**Aim of the exercise:** Only the text belongs in the copy. Transcribe the data exactly and drop any pictures.

───

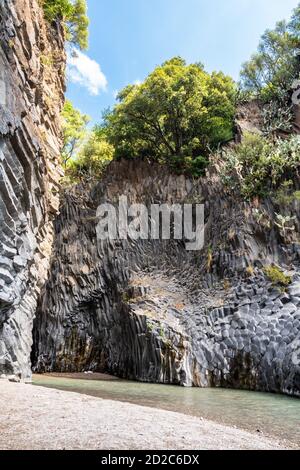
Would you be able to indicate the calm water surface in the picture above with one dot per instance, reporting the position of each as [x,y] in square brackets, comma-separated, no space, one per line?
[274,415]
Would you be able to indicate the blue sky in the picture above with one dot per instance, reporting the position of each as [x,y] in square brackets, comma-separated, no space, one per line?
[128,38]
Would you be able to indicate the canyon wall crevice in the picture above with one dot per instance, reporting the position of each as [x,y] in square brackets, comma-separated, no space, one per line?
[32,70]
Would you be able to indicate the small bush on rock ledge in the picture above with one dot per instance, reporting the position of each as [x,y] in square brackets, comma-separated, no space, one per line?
[258,166]
[277,277]
[73,14]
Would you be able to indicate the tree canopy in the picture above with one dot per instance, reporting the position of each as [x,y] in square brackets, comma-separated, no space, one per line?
[276,64]
[73,13]
[74,130]
[179,112]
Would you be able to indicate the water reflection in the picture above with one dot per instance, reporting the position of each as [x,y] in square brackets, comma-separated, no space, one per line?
[274,415]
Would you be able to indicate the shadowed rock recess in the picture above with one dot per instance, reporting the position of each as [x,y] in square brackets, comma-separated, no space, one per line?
[151,311]
[31,94]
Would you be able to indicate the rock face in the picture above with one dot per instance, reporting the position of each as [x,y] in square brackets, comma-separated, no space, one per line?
[31,94]
[152,311]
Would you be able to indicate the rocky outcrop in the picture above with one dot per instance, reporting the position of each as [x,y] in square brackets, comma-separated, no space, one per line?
[152,311]
[31,94]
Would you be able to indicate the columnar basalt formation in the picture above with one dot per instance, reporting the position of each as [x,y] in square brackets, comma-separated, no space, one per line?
[151,311]
[32,63]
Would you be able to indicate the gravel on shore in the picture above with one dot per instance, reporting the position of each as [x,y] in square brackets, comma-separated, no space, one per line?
[34,418]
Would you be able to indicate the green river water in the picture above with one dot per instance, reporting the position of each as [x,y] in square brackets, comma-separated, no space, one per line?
[274,415]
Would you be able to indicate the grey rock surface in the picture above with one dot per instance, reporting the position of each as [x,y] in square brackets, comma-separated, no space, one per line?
[31,95]
[152,311]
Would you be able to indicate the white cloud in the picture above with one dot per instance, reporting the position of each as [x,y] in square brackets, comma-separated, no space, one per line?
[86,72]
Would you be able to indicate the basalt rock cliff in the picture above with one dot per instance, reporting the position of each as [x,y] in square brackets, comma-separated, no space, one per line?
[152,311]
[32,62]
[147,310]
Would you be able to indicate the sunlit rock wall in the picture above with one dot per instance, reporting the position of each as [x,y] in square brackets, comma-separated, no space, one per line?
[151,311]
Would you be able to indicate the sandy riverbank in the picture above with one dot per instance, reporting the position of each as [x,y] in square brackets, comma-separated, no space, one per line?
[39,418]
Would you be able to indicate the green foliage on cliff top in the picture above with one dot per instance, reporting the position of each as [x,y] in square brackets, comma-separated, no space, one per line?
[85,153]
[277,277]
[271,71]
[177,116]
[74,131]
[258,166]
[73,13]
[93,157]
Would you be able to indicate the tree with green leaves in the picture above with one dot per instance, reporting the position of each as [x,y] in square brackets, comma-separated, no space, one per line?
[277,62]
[270,73]
[92,158]
[73,14]
[178,115]
[74,125]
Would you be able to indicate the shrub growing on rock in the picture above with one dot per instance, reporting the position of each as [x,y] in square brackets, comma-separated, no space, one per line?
[258,166]
[73,13]
[277,277]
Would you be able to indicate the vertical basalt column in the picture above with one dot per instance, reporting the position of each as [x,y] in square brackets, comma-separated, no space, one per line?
[31,97]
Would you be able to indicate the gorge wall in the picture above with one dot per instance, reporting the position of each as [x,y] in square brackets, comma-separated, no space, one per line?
[152,311]
[145,310]
[32,64]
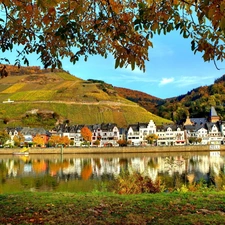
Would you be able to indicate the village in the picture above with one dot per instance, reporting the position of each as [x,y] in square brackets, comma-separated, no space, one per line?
[194,131]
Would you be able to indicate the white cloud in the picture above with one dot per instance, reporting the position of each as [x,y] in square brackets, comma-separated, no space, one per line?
[165,81]
[193,81]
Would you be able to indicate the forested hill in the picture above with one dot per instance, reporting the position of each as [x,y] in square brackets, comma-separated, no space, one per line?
[30,96]
[147,101]
[196,103]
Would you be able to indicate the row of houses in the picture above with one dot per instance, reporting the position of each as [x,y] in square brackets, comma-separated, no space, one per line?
[194,131]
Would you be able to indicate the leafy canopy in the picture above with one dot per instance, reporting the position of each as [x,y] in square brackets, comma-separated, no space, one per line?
[55,29]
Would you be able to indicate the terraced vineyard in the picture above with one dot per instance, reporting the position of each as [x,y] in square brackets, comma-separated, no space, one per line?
[46,98]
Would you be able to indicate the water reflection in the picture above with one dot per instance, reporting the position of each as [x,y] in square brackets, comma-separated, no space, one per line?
[49,172]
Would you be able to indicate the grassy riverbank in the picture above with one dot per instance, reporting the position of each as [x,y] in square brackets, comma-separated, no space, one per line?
[106,208]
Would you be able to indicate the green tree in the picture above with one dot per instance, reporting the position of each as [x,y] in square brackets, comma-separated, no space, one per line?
[56,29]
[4,136]
[18,139]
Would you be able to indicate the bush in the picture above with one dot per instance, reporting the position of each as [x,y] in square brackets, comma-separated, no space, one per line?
[135,184]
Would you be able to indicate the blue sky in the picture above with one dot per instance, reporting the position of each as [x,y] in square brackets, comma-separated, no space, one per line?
[173,69]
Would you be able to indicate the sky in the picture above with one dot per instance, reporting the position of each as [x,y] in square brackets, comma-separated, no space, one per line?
[173,69]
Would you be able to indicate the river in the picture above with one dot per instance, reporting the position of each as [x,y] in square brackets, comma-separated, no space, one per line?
[88,172]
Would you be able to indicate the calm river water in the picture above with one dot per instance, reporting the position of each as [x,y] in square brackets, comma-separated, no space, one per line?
[91,172]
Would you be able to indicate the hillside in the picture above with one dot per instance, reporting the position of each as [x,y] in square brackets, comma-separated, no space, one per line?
[44,98]
[196,103]
[146,101]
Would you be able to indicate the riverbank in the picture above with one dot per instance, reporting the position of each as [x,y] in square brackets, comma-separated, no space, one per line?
[113,150]
[200,208]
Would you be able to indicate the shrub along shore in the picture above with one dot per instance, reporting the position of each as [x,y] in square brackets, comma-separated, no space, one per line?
[102,150]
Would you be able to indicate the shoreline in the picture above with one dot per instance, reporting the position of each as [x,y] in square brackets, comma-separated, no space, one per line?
[106,150]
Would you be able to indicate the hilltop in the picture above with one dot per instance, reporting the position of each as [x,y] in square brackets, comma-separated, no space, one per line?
[33,97]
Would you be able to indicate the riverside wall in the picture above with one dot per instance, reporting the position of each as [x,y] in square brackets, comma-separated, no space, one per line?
[105,150]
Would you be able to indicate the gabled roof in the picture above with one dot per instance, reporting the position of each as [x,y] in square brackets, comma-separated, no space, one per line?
[212,112]
[33,131]
[198,121]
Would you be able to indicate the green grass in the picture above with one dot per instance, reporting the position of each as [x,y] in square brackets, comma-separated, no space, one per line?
[92,104]
[107,208]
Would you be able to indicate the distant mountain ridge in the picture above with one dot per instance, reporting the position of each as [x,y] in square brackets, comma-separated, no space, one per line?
[196,103]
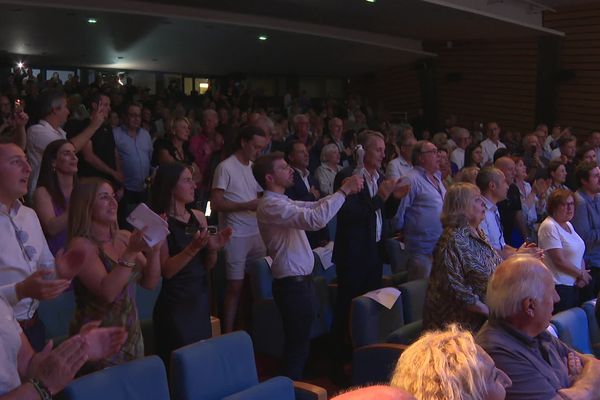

───

**Result of the task:**
Would you be able to indicate the calm water surface in the picture above with one dot per instance, reporting the position of each as [x,y] in square brackets, comma-separated, no space, one per line?
[274,415]
Would you be able to indicate the blue sky in the picture above with one dot per instance, reporting the position of each as [x,y] in square brackets, comma-separated, no space, one per line?
[128,38]
Would you be able to indicate the canyon wall crevice in the picture above with one dot per instance, reporting the position of each as [x,y] in square brackets, comma-separated, no space, one per line?
[32,70]
Would you be able to indicate the small bush on rock ledge in the picture above with one dot per instance, reporting the position of each as [x,y] in square brackets, comma-separated, no space, one per line?
[258,166]
[277,277]
[73,14]
Would you be able to indicate the tree canopy in the picture above with one dot per instance, reporting the position of each as [x,y] in square brackets, comma-separated, no space, one per line?
[276,64]
[73,13]
[74,130]
[179,112]
Would you be able to indicate the water reflection in the picture above with one dot per instance, reporting the position of each as [x,y] in square brackets, comma-separated, no space, one per line?
[274,415]
Would you be able to indicate the shadowed rock recess in the picture above with one dot per instance, reporting the position of each as [x,y] in square brackets, comma-separated, no space, one per line?
[151,311]
[31,94]
Would you be able to indicate the rock face in the picture above with one dot per instance, reporting the position of each as [x,y] in square brackets, comma-separated, no space, one per line?
[31,94]
[152,311]
Would you be able to indicate the rocky outcrop in the picture above with one dot per instance, reporting the position of each as [x,y] in square brackets, comma-separated, no space, one per line?
[152,311]
[31,94]
Would you be able to indicate the columnar basalt formation in the picture above with one dot per instance, reporting the position of each as [x,y] in square brackets, comma-separated, no space, one per line?
[151,311]
[32,63]
Would you be able to indicate the gravel on shore in the picture above with one dot per instance, reporting the position of each as [x,y] in square brackets, comma-separated, no space, one per line?
[34,418]
Would you be able to indicate the green river water in the picture above with one dot per instance, reporting the position of each as [x,y] in square brackets, comma-separated, no space, one per line?
[274,415]
Would you be able to indicate the grey rock surface in the picture above with one dot per instance, reporting the position of each as [x,y] in square brackets, comma-separated, no space, one per line?
[31,95]
[152,311]
Would you be able to indicate the white cloud in the picture above with one dot per instance, reporting the position of each as [x,y] in square brackets, comma-separated, no space, one per line?
[86,72]
Would you be able to indicate the basalt rock cliff in the picture above with one dot per instance, reporting the position of each as [x,y] in square brackets, comma-separated, no space, one per line?
[152,311]
[32,62]
[147,310]
Would you be able to indicate the sunlit rock wall in the picture above with one dot per instance, reporting the position of each as [x,y] in square brackets, comma-separated, no space, one per line?
[151,311]
Would you be able to indicate the sandy riverbank in the picture above with one dot per instance, reporting the position of each as [x,y] in square brackets, comma-separated, no space, one per line?
[39,418]
Would you be able to indicate the green foliage on cliff top in the picture above with one dot per instance, reporting the position of each as [x,y] in square brackets, comma-separated, no space, one per line?
[85,153]
[277,277]
[271,71]
[177,116]
[74,131]
[258,166]
[73,13]
[93,157]
Would you be able to indicate the tree with green leaves in the picture above with one dot per instance, reporting the position of each as [x,y] in square brackets, comma-separated, no space, one per line?
[277,62]
[270,73]
[92,158]
[73,14]
[178,115]
[74,125]
Would you be able to indicate the shrub growing on rock in the picture above with one dot per instance, reporting the position of each as [x,y] in square brackets, comma-separated, no space, one per line?
[258,166]
[73,13]
[277,277]
Would you be able to indicate the vertical basalt column in the picture above with one dot per instance, reporting the position of each as [x,y] in square brackets, comma-separated, no space, one per line?
[31,97]
Would you be able to indicate the gorge wall in the picture above with one dot per instance, reporting the position of each as [x,y] in square brackets, comma-separated, no space, one per line?
[152,311]
[145,310]
[32,64]
Would you be able to indicate the village in the picture above with one dot per instance, reporting the position of each as [x,y] in square brackets, comma-separated, no space, one per line?
[194,131]
Would you be able to indicate the white cloud in the picture above with one dot per instance, reporting the position of each as [x,y] in square brackets, comma-separated, no space, one per line?
[165,81]
[193,81]
Would you be able to indicate the forested hill in the picture above with one dot per instance, reporting the position of each as [x,y] in square brackets, comma-separated, no space, one per line?
[30,96]
[147,101]
[196,103]
Would you be able to indicate the row of houses in the picture above with one dot per instance, reporting the position of each as [x,y] in square brackets, comma-separated, no space, one per line?
[194,131]
Would you be able to indicate the leafy canopy in the picture above with one dot per instance, reporting the position of each as [x,y] in square brackets, comma-separated, no space, one per line?
[55,29]
Would you be able to indicate the terraced vineyard in the picture above with one dot per instance, reporting the position of each as [x,y] in square brackets, comma-separated, no space, one per line?
[46,98]
Would you be able to indicate the water reflection in the picture above with one dot per instance, reporting the position of each as [x,y] in square brackets, comma-separated, no space, one per line?
[49,172]
Would you be able to indicate the grassy riverbank in the picture above with one dot per instance, reporting the position of each as [x,y] in square brackets, comma-separated, no space, one per line?
[106,208]
Would you be able to indicate the green tree in the picture above with one dot per instance, reporting the position of each as [x,y] in square brackets, comma-separated, no space, one per line?
[56,29]
[4,136]
[18,139]
Would you be able to indicate the bush in the picture above with one dot per instance, reporting the position of each as [x,y] in square brackets, comma-separated, no space, one per line?
[135,184]
Would you be able to indicate the blue sky in the picture above with one dot per instance, reporting the position of each as [x,y] in square brackets, comma-separated, no space, one per line?
[173,69]
Would you be able to indicate the sky in the picture above with one dot per instance, reporting the position of each as [x,y] in square brackets, comma-separated, no space, one per line?
[173,69]
Would you be able to indicate the river in the picture above with one dot per instance, reporting the position of each as [x,y] in square brackets, comma-separated, no space, one per line?
[88,172]
Would you be able to indicate the calm river water in the picture above with one dot per instance, reporting the position of each as [x,y] in square brackets, comma-separated, no space, one per line?
[91,172]
Would you be able to indicate the hillside in the picture above with one dot per instance, reporting the position of each as [x,y] in square brackets, comma-separated, no space, one per line?
[44,98]
[196,103]
[146,101]
Would you be able to indicate the riverbank in the picture above with one dot per instance, reporting the position of each as [x,y] in square brackets, comma-separated, no space, one per line?
[113,150]
[200,208]
Would you be able to indicate the shrub along shore in the picture above with one dot per instance, reporting the position of each as [x,y] in square brackets, comma-separated, no space, one per line?
[102,150]
Would you be able to indicate the shoreline in the picture above with one dot per instance, reporting the position of each as [x,y] in square brackets, comma-separated, no space, one per line?
[106,150]
Would you be able to indicate the hilltop in the picture above with one dot per instance, reporting the position of each as [x,y] in square brackets, comma-separated, no space, one per line?
[33,97]
Would you be able to indicate the riverside wall in the picture above with one dot per instance, reporting the position of each as [x,y] in square brackets, comma-separated, no space, one per line?
[105,150]
Would you be able to indicate the gabled roof in the picture above with one dot per instance, reporting the position of each as [x,y] in square brackets, comma-separated, no space, one per line?
[212,112]
[33,131]
[198,121]
Would you be able to indicate the green grass in the picture above with one dot per instance, reporting the position of each as [x,y] in square brackets, comma-separated, no space, one per line?
[92,104]
[107,208]
Would you be able to indicate the distant mountain ridge in the picture above with one dot per instance, reporting the position of each as [x,y] in square brackets, comma-separated, no space, one per line?
[196,103]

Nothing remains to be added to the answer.